[Begin]

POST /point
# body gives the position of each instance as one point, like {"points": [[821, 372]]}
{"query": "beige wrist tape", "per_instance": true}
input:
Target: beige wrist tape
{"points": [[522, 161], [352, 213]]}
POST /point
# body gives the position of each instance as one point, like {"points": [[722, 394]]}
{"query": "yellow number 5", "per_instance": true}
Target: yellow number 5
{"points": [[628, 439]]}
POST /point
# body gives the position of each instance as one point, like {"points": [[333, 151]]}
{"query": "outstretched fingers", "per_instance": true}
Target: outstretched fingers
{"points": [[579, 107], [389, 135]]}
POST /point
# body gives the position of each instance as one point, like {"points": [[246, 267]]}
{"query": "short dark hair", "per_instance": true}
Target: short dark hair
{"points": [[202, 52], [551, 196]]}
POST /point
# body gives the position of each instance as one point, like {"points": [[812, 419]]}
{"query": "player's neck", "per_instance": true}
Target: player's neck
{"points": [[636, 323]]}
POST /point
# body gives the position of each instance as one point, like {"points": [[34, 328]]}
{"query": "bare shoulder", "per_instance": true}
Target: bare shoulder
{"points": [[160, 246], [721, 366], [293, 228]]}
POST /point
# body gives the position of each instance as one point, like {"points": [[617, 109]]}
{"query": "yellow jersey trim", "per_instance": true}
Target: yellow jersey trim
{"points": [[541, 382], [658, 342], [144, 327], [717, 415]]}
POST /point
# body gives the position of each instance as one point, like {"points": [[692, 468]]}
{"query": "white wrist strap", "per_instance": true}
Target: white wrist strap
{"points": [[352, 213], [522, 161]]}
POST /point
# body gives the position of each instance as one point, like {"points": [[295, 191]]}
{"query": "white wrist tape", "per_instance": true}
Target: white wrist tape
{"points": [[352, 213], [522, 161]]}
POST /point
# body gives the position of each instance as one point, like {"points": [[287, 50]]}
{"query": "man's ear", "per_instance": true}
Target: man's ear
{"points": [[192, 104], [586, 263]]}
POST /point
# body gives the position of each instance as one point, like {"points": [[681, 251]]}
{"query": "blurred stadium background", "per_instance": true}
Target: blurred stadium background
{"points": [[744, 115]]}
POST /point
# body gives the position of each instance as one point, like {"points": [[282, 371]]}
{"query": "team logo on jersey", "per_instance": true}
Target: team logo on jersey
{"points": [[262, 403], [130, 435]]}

[End]

Output each entry precisely as given.

▸ **TASK SOLUTION**
POST /point
# body gives the position of each instance as one point, like {"points": [[821, 372]]}
{"query": "beige wrist tape", "per_instance": true}
input:
Target: beige wrist tape
{"points": [[522, 161], [352, 213]]}
POST /point
# body gives the position of each instance as one point, like {"points": [[722, 394]]}
{"query": "yellow number 5", "per_instance": true}
Target: yellow number 5
{"points": [[628, 439]]}
POST /point
# body gives the position of each instance as one point, like {"points": [[333, 151]]}
{"query": "outstretched fingers", "per_instance": true}
Target: outstretched fingers
{"points": [[579, 107], [389, 135]]}
POST /point
# body gives the position of each instance as one point, like {"points": [[246, 267]]}
{"query": "short dark hair", "per_instance": true}
Target: short dark hair
{"points": [[202, 52], [551, 196]]}
POST /point
# body gives the position of each instance as one point, like {"points": [[812, 419]]}
{"query": "player's neck", "per_instance": true}
Target: player's neck
{"points": [[636, 323]]}
POST /point
# body gives the position of each instance as one point, like {"points": [[34, 328]]}
{"query": "bare shoulder", "per_instance": true}
Target: bare shoulder
{"points": [[160, 246], [721, 366], [293, 228]]}
POST /point
# body gives the position of each instance as one point, like {"points": [[617, 109]]}
{"query": "yellow jersey trim", "per_instance": true}
Target: yellow jersey trim
{"points": [[541, 382], [658, 342], [144, 327], [717, 415]]}
POST /point
# body gives the position of each instance as one point, like {"points": [[692, 468]]}
{"query": "white wrist strap", "per_instance": true}
Target: white wrist strap
{"points": [[352, 213], [522, 161]]}
POST /point
# body gives the position of each instance as one point, like {"points": [[295, 191]]}
{"query": "white wrist tape", "per_instance": true}
Target: white wrist tape
{"points": [[352, 213], [522, 161]]}
POST /point
# body gives the position of each instance as one point, like {"points": [[287, 50]]}
{"query": "man's ear", "per_instance": true}
Target: man's ear
{"points": [[192, 104], [586, 263]]}
POST /point
# body gives the position of each instance as one point, like {"points": [[681, 251]]}
{"query": "blurred stadium background", "per_instance": true}
Target: blurred stadium background
{"points": [[744, 115]]}
POST /point
# body gives the position of each instance as one point, like {"points": [[282, 371]]}
{"query": "team logo on jersey", "per_instance": true}
Target: team logo on jersey
{"points": [[262, 403], [130, 435]]}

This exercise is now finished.